WHAT YOU NEED TO DO - Transcribe the full listing exactly, and drop every picture.

INPUT DATA -
• • • • • • •

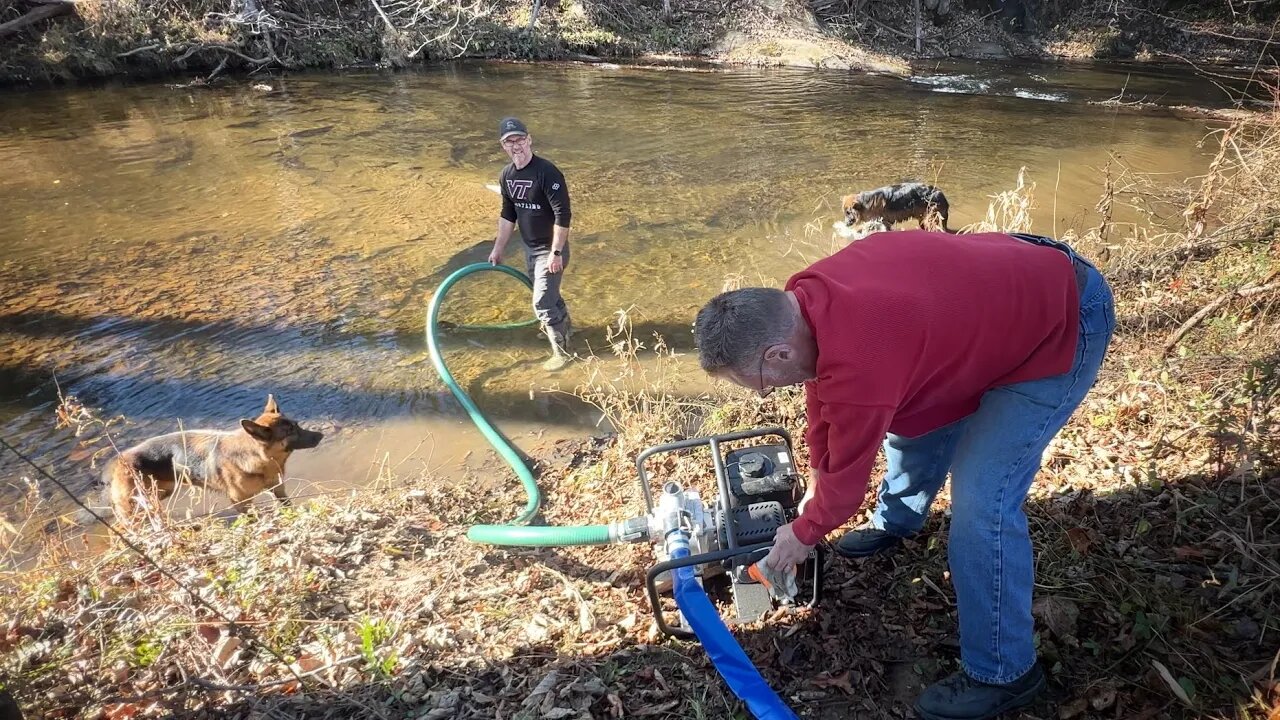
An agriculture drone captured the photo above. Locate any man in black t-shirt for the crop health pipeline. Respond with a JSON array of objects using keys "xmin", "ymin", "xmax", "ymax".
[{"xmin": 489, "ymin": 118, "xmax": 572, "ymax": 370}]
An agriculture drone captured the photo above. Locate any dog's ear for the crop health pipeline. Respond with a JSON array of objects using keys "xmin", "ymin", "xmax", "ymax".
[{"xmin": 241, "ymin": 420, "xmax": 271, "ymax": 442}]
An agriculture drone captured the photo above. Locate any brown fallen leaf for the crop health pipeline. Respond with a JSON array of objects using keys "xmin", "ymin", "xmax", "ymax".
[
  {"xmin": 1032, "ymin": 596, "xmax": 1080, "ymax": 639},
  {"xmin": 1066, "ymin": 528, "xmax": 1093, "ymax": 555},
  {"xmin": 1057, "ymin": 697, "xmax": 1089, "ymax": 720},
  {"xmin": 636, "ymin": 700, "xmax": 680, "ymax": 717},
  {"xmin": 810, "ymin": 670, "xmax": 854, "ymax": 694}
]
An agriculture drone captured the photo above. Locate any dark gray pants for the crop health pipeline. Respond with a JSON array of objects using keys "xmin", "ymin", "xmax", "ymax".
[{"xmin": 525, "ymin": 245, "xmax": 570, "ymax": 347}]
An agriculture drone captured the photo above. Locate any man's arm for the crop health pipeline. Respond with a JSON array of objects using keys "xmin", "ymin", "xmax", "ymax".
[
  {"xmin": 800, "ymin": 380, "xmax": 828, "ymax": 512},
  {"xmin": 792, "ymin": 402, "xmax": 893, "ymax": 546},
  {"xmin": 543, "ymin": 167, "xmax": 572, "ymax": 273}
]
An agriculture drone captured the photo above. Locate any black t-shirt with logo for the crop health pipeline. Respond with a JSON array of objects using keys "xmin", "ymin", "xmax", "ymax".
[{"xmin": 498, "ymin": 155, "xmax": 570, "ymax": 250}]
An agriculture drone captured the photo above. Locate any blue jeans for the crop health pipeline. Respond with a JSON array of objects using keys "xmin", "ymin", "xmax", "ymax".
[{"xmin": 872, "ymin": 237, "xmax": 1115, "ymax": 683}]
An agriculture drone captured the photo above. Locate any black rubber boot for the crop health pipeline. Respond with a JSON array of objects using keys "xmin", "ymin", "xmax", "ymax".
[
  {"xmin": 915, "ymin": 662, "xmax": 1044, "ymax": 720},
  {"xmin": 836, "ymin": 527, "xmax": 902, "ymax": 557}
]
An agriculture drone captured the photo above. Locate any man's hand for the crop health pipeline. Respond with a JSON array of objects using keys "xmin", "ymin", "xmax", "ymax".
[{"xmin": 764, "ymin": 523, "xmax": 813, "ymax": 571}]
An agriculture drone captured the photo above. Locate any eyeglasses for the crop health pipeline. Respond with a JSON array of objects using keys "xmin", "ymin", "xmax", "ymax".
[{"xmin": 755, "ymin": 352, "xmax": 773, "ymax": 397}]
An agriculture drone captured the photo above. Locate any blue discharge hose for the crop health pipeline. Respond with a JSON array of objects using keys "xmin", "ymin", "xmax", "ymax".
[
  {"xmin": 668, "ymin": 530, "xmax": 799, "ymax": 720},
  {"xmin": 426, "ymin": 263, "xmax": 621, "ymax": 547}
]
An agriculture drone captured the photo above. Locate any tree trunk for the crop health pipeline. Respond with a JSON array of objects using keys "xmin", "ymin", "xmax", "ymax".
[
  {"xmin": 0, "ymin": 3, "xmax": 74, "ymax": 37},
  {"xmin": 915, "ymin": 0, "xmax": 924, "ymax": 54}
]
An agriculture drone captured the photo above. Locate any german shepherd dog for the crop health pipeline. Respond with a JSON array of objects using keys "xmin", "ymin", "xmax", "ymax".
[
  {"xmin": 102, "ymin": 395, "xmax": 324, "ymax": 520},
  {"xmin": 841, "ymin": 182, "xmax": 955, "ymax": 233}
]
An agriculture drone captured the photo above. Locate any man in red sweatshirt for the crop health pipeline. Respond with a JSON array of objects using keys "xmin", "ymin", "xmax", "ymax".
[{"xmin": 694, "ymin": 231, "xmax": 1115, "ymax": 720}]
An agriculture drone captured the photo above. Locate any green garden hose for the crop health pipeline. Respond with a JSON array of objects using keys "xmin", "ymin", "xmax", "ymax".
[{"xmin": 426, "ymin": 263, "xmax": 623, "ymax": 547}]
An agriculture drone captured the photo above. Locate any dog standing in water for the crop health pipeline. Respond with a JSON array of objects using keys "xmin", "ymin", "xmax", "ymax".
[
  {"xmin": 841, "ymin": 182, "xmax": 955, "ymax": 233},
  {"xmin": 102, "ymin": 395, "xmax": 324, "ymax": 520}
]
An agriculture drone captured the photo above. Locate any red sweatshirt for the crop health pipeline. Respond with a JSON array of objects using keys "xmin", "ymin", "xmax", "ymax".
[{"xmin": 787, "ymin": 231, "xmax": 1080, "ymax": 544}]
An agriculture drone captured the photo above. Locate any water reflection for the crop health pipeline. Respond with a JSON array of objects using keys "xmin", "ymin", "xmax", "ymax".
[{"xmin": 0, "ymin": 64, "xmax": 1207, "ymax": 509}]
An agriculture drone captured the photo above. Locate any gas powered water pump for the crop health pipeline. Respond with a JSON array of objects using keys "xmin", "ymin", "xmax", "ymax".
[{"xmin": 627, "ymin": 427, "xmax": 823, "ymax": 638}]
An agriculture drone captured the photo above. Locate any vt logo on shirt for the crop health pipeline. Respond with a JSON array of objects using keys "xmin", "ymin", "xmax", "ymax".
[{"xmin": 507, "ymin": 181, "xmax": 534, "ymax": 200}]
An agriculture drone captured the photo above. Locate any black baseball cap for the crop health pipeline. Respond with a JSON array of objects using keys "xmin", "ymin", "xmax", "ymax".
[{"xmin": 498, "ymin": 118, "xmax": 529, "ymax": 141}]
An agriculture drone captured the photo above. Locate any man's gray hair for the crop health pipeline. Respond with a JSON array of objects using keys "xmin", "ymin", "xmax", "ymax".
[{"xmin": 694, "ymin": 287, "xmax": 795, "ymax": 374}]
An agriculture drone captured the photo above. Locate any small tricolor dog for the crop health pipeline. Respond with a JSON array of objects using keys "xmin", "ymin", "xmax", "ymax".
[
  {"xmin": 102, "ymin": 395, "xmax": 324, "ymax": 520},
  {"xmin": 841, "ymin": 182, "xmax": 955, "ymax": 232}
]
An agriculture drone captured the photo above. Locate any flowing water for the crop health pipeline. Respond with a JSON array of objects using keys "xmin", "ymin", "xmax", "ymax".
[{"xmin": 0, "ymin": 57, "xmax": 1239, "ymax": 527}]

• • • • • • •

CORRECT ANSWER -
An agriculture drone captured the photo above. Locate any man in black t-shirt for the crop health pipeline. Respond with a JSON array of objects using keys "xmin", "ymin", "xmax", "ymax".
[{"xmin": 489, "ymin": 118, "xmax": 572, "ymax": 370}]
An agriculture drone captured the photo above. Locate any dog's ear for the crop health pipeline. Respond with a JSON array of objects using keys "xmin", "ymin", "xmax", "ymax".
[{"xmin": 241, "ymin": 420, "xmax": 271, "ymax": 442}]
An agriculture drone captured the photo above. Locate any brown fallen leaf for the crop health pipeline. Respond with a JSON array of objects using keys "xmin", "ymin", "xmax", "ymax".
[
  {"xmin": 1032, "ymin": 596, "xmax": 1080, "ymax": 639},
  {"xmin": 1066, "ymin": 528, "xmax": 1093, "ymax": 555},
  {"xmin": 1057, "ymin": 697, "xmax": 1089, "ymax": 720},
  {"xmin": 636, "ymin": 700, "xmax": 680, "ymax": 717},
  {"xmin": 810, "ymin": 670, "xmax": 854, "ymax": 694}
]
An agriculture drone captured the photo above. Locate any dark gray pants for the crop health pipeline. Respond with a JSON array of objects using keys "xmin", "ymin", "xmax", "ymax".
[{"xmin": 525, "ymin": 245, "xmax": 570, "ymax": 347}]
An agriculture drone captured the photo above. Locate any man's arm for the crop health pipeline. Respond with a JSON array of objects using keys "xmin", "ymin", "xmax", "ymax".
[
  {"xmin": 800, "ymin": 380, "xmax": 828, "ymax": 512},
  {"xmin": 792, "ymin": 402, "xmax": 893, "ymax": 546},
  {"xmin": 543, "ymin": 167, "xmax": 572, "ymax": 273}
]
An agriculture drone captured the photo above. Locate any black t-shirt with logo for the crop health pipeline. Respond with a JSON array of objects using keys "xmin", "ymin", "xmax", "ymax".
[{"xmin": 498, "ymin": 155, "xmax": 570, "ymax": 250}]
An agriculture drone captured the photo above. Locate any blue jeans for the crop health pipeline. Respond with a JSON array of objects using keys "xmin", "ymin", "xmax", "ymax".
[{"xmin": 872, "ymin": 237, "xmax": 1115, "ymax": 683}]
An agriculture drone captured the photo above. Locate any black rubber boot for the crop health pipeline. Respond with a JSON array of objects using keys "xmin", "ymin", "xmax", "ymax".
[
  {"xmin": 915, "ymin": 662, "xmax": 1044, "ymax": 720},
  {"xmin": 836, "ymin": 527, "xmax": 902, "ymax": 557}
]
An agriculture drone captured the photo above. Locate any man's hand for the crop health pipeline. Respond with a JSON array of objects using keys "xmin", "ymin", "xmax", "ymax".
[{"xmin": 764, "ymin": 523, "xmax": 813, "ymax": 571}]
An agriculture drone captured the photo above. Locate any eyeglasses for the crop health pipeline. Respond with a JSON array of objects using keys "xmin", "ymin", "xmax", "ymax".
[{"xmin": 755, "ymin": 352, "xmax": 773, "ymax": 397}]
An agriculture drone captured the photo above. Locate any blue discharge hose for the crop health pipeline. Respond with a JSON array of objects using keys "xmin", "ymin", "xmax", "ymax".
[
  {"xmin": 668, "ymin": 530, "xmax": 799, "ymax": 720},
  {"xmin": 426, "ymin": 263, "xmax": 621, "ymax": 547}
]
An agriculture drone captured the photo above. Locate any tree trunk for the crop health pipeline. Respond with a JSON array of objects using keys "xmin", "ymin", "xmax", "ymax".
[
  {"xmin": 0, "ymin": 3, "xmax": 74, "ymax": 37},
  {"xmin": 915, "ymin": 0, "xmax": 924, "ymax": 54}
]
An agriculture drone captured the photo above. Locate any german shepherd dog for the crop health pipeline. Respond with a JSON array of objects using keys "xmin", "ymin", "xmax", "ymax".
[
  {"xmin": 102, "ymin": 395, "xmax": 324, "ymax": 520},
  {"xmin": 841, "ymin": 182, "xmax": 955, "ymax": 233}
]
An agriculture drone captured the photo above. Locate any man in red sweatshirt for the crop health pipeline. Respond with a JSON array of objects using keys "xmin", "ymin", "xmax", "ymax".
[{"xmin": 694, "ymin": 231, "xmax": 1115, "ymax": 720}]
An agriculture drone captured the photo above. Locate any green garden hose for the crop health pipeline. Respond with a JSON array of objects using keys "xmin", "ymin", "xmax", "ymax".
[{"xmin": 426, "ymin": 263, "xmax": 623, "ymax": 547}]
An agriculture drone captured the photo above. Locate any dog standing in water for the crop health pipeline. Respond with a JSON array of objects using keys "xmin", "ymin", "xmax", "ymax".
[
  {"xmin": 841, "ymin": 182, "xmax": 955, "ymax": 233},
  {"xmin": 102, "ymin": 395, "xmax": 324, "ymax": 520}
]
An agriculture drone captured the photo above. Locate any red sweatshirt for the crop health pipeline. Respond with a JSON array of objects using keys "xmin", "ymin", "xmax", "ymax".
[{"xmin": 787, "ymin": 231, "xmax": 1080, "ymax": 544}]
An agriculture drone captured the photo above. Locate any water reflection for the crop health pipeline. Respond with a JSON array of objects using keys "xmin", "ymin", "xmax", "ymax".
[{"xmin": 0, "ymin": 64, "xmax": 1207, "ymax": 509}]
An agriculture drone captured the photo above. Locate any gas powered water pump for the crop health pipeline. Respond with a JSON array of objects using keys "xmin", "ymin", "xmax", "ymax".
[{"xmin": 627, "ymin": 427, "xmax": 823, "ymax": 638}]
An agriculture drone captured the photo above. Locate any vt logo on shirt for the crop health pipeline. Respond with a JSON array of objects using keys "xmin", "ymin", "xmax", "ymax".
[{"xmin": 507, "ymin": 181, "xmax": 534, "ymax": 200}]
An agriculture drone captured the photo above. Locate any black baseball cap for the crop health pipeline. Respond with a JSON array of objects using keys "xmin", "ymin", "xmax", "ymax".
[{"xmin": 498, "ymin": 118, "xmax": 529, "ymax": 141}]
An agriculture drone captured the photo above. Locate any man's gray hair for the crop health pipeline. Respond with a JSON array of objects using keys "xmin", "ymin", "xmax", "ymax".
[{"xmin": 694, "ymin": 287, "xmax": 795, "ymax": 374}]
An agriculture drone captured the photo above. Locate any small tricolor dog for the crop health pipeline. Respond with a JSON array of objects using keys "xmin", "ymin", "xmax", "ymax".
[
  {"xmin": 102, "ymin": 395, "xmax": 324, "ymax": 520},
  {"xmin": 841, "ymin": 182, "xmax": 955, "ymax": 232}
]
An agriculture drone captured the photo above. Locate any flowing water for the crop health pipeline. Respond with a JSON array of objects using keys "xmin", "ymin", "xmax", "ymax".
[{"xmin": 0, "ymin": 57, "xmax": 1239, "ymax": 527}]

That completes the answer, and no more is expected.